**Given problem**.
Your task is to repeat, word for word, the line containing "Practice step: find the black glove" and all lines that follow it to the end of the material, and no other lines.

>> Start

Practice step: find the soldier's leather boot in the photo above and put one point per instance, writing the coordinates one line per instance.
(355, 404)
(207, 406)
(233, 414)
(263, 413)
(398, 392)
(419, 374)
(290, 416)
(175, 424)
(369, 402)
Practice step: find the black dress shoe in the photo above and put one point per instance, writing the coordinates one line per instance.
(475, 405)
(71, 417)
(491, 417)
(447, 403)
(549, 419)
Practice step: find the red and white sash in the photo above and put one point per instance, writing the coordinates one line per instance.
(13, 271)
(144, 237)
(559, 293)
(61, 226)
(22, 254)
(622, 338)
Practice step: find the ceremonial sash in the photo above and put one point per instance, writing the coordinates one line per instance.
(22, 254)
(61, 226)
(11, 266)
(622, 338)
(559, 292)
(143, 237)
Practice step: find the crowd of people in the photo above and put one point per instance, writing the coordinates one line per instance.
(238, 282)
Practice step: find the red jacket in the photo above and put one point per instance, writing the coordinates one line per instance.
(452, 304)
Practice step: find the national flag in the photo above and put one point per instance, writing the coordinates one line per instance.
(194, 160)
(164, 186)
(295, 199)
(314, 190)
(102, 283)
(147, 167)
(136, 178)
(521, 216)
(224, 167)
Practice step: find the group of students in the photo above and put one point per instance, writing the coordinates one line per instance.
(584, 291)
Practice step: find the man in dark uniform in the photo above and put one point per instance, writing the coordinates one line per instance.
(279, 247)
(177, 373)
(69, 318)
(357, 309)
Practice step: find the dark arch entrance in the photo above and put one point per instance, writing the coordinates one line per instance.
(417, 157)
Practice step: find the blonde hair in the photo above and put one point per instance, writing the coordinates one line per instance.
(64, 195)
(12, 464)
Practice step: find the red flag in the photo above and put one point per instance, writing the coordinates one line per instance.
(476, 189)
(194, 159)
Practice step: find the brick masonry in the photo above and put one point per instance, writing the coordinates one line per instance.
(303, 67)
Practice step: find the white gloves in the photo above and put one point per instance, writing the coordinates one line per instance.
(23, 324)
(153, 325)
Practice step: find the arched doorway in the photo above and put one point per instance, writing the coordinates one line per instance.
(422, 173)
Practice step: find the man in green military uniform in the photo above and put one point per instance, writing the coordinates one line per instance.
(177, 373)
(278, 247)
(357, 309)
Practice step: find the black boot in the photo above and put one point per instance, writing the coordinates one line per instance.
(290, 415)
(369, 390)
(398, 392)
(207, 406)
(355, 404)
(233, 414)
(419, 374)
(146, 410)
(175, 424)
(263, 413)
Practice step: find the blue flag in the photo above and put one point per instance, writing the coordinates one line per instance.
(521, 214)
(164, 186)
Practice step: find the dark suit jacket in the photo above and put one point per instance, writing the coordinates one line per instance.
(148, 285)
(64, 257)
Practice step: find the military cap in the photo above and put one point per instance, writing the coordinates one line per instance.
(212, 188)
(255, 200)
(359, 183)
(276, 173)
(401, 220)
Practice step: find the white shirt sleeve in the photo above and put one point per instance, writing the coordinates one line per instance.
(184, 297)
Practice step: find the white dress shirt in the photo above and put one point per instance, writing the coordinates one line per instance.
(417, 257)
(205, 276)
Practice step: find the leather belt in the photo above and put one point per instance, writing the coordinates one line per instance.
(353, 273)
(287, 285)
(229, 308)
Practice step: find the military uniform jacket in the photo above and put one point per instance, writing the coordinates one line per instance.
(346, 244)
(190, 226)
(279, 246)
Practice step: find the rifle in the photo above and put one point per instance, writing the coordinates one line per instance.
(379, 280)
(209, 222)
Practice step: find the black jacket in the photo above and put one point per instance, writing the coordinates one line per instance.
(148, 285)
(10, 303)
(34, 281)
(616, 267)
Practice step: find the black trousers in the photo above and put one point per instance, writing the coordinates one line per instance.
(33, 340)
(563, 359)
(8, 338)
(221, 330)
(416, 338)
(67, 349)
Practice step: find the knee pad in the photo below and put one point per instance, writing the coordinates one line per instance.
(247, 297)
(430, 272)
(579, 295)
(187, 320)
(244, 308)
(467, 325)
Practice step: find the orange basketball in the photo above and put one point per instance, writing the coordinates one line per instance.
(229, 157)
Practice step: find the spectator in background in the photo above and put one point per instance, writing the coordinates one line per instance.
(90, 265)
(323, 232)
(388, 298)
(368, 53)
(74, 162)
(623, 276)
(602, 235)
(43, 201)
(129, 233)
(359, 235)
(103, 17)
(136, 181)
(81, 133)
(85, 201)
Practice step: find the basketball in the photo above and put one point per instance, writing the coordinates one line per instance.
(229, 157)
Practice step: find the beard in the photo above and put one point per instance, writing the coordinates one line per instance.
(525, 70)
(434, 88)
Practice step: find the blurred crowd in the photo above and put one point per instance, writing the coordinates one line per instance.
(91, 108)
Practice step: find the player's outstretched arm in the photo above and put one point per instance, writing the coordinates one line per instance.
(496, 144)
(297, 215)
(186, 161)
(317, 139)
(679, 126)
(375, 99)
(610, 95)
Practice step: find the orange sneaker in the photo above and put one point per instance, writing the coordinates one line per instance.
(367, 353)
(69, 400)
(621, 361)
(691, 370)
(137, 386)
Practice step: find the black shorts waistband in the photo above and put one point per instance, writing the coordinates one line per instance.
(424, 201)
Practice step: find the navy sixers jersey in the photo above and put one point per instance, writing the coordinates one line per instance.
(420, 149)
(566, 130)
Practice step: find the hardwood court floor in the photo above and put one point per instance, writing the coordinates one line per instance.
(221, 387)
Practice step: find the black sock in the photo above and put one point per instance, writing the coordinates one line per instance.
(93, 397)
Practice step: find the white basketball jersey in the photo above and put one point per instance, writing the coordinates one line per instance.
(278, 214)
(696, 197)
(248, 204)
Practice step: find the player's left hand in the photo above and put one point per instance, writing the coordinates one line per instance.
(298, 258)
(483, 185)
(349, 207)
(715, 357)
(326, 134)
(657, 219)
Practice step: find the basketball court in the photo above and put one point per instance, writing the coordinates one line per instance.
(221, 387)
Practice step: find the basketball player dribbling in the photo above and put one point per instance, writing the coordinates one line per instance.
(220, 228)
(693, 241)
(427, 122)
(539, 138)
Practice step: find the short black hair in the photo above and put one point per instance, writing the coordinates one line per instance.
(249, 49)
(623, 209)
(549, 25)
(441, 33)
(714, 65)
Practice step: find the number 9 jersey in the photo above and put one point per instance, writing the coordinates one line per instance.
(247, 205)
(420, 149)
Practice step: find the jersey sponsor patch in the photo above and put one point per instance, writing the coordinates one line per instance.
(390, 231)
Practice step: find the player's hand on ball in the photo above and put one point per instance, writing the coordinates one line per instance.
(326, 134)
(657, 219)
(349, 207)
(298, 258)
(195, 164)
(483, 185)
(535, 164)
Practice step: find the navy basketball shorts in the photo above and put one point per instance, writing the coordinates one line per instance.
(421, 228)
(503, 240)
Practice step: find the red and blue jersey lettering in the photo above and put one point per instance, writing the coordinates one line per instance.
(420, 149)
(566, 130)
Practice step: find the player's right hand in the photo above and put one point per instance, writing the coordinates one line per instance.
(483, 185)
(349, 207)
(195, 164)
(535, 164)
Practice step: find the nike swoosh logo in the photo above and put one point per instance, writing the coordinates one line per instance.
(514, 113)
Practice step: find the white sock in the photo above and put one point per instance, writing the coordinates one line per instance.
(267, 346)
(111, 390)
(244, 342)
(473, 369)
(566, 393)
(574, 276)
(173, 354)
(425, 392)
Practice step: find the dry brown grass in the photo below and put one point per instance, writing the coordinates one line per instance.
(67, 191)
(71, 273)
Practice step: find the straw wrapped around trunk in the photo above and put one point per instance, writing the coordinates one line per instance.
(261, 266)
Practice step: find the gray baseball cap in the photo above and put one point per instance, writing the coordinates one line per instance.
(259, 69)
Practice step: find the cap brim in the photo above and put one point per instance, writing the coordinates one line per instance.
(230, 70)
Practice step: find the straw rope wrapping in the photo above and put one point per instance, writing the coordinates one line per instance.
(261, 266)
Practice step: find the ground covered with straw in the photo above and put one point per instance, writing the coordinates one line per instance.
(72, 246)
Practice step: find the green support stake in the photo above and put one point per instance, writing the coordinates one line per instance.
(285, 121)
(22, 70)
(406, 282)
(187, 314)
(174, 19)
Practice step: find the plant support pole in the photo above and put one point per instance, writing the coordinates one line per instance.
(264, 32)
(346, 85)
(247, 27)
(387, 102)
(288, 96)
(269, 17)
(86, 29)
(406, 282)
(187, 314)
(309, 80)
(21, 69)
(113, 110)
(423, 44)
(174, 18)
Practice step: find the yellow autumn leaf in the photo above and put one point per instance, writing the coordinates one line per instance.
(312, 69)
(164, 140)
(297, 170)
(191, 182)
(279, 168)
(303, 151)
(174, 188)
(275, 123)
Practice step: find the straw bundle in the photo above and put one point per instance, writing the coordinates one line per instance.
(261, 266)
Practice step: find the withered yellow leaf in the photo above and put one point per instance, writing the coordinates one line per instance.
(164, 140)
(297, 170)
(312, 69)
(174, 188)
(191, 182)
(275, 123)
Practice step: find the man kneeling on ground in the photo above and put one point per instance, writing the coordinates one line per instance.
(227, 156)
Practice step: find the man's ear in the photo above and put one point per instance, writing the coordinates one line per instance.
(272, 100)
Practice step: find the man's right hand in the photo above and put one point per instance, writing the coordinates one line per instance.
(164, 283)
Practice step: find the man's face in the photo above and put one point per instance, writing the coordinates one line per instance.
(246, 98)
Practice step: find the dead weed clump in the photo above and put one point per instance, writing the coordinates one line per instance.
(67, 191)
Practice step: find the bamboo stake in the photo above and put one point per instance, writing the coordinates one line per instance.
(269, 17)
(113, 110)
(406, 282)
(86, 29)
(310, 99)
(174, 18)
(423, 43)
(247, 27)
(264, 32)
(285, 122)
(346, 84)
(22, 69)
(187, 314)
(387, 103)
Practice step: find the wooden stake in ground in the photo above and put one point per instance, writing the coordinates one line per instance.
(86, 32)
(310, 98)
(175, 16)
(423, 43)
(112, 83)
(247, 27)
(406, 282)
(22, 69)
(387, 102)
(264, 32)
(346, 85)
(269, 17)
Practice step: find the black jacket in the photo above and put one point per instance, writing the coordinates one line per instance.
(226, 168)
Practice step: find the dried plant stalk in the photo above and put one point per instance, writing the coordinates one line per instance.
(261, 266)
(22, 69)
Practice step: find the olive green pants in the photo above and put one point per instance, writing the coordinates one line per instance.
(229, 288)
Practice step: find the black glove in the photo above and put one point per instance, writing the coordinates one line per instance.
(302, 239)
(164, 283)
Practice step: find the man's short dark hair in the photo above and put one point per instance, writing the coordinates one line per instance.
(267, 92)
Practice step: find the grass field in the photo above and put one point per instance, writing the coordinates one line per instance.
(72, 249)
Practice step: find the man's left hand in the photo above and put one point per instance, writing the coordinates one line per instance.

>> End

**Output for this task**.
Practice step: find the black glove in the photo above and put one point per instance, writing the coordinates one line per instance.
(302, 239)
(164, 283)
Practice step: find the man's short dark hair in the photo above and put one point per instance, writing the coordinates one line per instance.
(267, 92)
Practice step: find the grass field in the photo above and put one point per instance, writing the coordinates one line per instance.
(72, 249)
Practice step: find the man's left hand in the photo above and put one point per instance, writing the coordinates one line per instance.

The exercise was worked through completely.